___ Exercise material ___

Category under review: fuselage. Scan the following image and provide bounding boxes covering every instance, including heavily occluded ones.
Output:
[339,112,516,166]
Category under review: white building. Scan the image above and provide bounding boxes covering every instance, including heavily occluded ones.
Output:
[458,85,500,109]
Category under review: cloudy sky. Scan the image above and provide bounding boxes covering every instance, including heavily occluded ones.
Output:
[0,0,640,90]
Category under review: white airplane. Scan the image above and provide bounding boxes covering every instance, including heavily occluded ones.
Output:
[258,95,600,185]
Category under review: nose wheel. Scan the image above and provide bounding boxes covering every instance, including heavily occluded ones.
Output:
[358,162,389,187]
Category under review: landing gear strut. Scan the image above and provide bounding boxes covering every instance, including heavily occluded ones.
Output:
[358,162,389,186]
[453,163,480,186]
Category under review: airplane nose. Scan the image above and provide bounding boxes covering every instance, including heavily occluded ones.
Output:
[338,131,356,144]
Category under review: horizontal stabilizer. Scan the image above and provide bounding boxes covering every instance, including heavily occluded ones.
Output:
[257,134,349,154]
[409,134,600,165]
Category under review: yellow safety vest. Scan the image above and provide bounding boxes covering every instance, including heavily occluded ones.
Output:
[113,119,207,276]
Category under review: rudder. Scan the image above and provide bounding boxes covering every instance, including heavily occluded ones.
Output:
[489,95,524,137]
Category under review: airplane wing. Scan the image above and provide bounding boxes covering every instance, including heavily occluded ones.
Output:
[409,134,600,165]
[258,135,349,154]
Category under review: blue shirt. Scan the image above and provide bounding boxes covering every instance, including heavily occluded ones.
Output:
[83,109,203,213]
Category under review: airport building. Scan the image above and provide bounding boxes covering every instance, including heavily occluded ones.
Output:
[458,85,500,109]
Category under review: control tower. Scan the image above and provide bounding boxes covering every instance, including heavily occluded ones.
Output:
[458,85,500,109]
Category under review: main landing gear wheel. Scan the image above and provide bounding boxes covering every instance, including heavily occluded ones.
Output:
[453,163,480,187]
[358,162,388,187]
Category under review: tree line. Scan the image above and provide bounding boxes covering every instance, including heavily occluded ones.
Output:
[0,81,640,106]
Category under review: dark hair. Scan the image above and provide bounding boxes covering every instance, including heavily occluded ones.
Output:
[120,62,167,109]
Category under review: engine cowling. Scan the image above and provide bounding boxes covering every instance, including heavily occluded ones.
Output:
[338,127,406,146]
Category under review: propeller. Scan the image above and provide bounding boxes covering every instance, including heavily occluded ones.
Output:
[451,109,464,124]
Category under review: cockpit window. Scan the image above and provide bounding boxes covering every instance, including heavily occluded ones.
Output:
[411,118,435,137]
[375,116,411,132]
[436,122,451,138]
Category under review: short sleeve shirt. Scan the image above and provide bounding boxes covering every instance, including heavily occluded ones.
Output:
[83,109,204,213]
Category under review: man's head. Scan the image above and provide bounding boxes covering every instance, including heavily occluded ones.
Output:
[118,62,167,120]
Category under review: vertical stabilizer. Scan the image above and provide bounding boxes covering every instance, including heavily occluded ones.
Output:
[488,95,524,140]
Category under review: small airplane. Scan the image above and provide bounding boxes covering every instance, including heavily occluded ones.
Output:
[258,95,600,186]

___

Goal
Recast all of the records above as a Markdown table with the columns Number and Entry, giving each line its own numbered row and leaving out blank lines.

Task answer
| Number | Entry |
|---|---|
| 1 | Category under review: fuselage. Scan the following image and provide bounding boxes covering every instance, including heavily occluded ones. |
| 2 | Output: |
| 3 | [339,112,516,166] |
| 4 | Category under review: white building. Scan the image above and provide bounding boxes covering every instance, including heavily occluded ones. |
| 5 | Output: |
| 6 | [458,85,500,109] |
| 7 | Category under review: cloudy sky. Scan the image above and provide bounding boxes covering every instance, including heavily occluded ones. |
| 8 | Output: |
| 9 | [0,0,640,90] |
| 10 | Category under review: white airplane. Scan the image above and provide bounding boxes covering every instance, including heavily occluded ones. |
| 11 | Output: |
| 12 | [258,95,600,185] |
| 13 | Category under review: nose wheel. Scan the image above and provide bounding boxes covering every instance, including heavily occluded ones. |
| 14 | Output: |
| 15 | [358,162,389,187] |
| 16 | Category under review: landing gear strut. Scan the image above and provide bounding boxes covering every instance, including heavily occluded ones. |
| 17 | Output: |
| 18 | [358,162,389,186] |
| 19 | [453,163,480,186] |
| 20 | Category under review: airplane nose. Scan the image above and provide bounding boxes covering every instance, including heavily occluded ones. |
| 21 | Output: |
| 22 | [338,131,356,144] |
| 23 | Category under review: horizontal stabilizer. Scan the image above and provide bounding boxes covering every instance, including heavily occluded ones. |
| 24 | Output: |
| 25 | [257,134,349,154] |
| 26 | [409,134,600,165] |
| 27 | Category under review: yellow safety vest. Scan the image above and provide bounding boxes covering every instance, including heavily occluded ones. |
| 28 | Output: |
| 29 | [113,119,207,276] |
| 30 | Category under review: rudder. Scan the image above and provide bounding boxes covering every instance, including heavily occluded ones. |
| 31 | Output: |
| 32 | [489,95,524,137] |
| 33 | Category under review: airplane wing. Scan the image above and provide bounding boxes covering every instance, including heavily occluded ones. |
| 34 | Output: |
| 35 | [409,134,600,165] |
| 36 | [258,135,349,154] |
| 37 | Category under review: blue shirt. Scan the image above and provide bounding boxes covering every instance, including heavily occluded ones. |
| 38 | Output: |
| 39 | [83,109,203,213] |
| 40 | Category under review: airport building. Scan the image above and provide bounding boxes covering every instance, including heavily occluded ones. |
| 41 | Output: |
| 42 | [458,85,500,109] |
| 43 | Category under review: control tower. Scan the image above and provide bounding boxes covering every instance, including heavily occluded ones. |
| 44 | Output: |
| 45 | [458,85,500,109] |
| 46 | Category under review: main landing gear wheel. Scan the image above and provide bounding boxes covering every instance, including heavily occluded ones. |
| 47 | Output: |
| 48 | [453,163,480,187] |
| 49 | [358,162,388,187] |
| 50 | Category under review: tree line. Scan the image above and provide bounding boxes covering every instance, including heavily occluded ones. |
| 51 | Output: |
| 52 | [0,81,640,106] |
| 53 | Category under review: dark hair. Scan the image above and provide bounding boxes covering every instance, including heavily occluded ones. |
| 54 | Output: |
| 55 | [120,62,167,109] |
| 56 | Category under review: engine cowling. Scan the image above and provide bounding boxes covering every instance, including heavily occluded ones. |
| 57 | Output: |
| 58 | [338,127,406,146] |
| 59 | Category under review: propeller. Scan the image above and provide bounding boxes covering every instance, including heavily occluded ones. |
| 60 | Output: |
| 61 | [451,109,464,124] |
| 62 | Category under review: cockpit window. Scan the image above and provide bounding boxes covering every instance, including heavily occluded ones. |
| 63 | Output: |
| 64 | [411,118,435,137] |
| 65 | [375,116,411,132] |
| 66 | [436,122,451,138] |
| 67 | Category under review: short sleeve shirt. Scan the image above and provide bounding boxes covering every instance, including heavily occluded ones. |
| 68 | Output: |
| 69 | [83,109,204,213] |
| 70 | Category under review: man's head. Scan the image above and provide bounding boxes covering every instance, including heavily occluded ones. |
| 71 | Output: |
| 72 | [118,62,167,120] |
| 73 | Category under review: vertical stabilizer. Scan the image above and provide bounding boxes covering every instance, including heavily occluded ones. |
| 74 | Output: |
| 75 | [488,95,524,140] |
| 76 | Category under review: small airplane. Scan the image above and provide bounding boxes covering every instance, including heavily occluded ones. |
| 77 | Output: |
| 78 | [258,95,600,186] |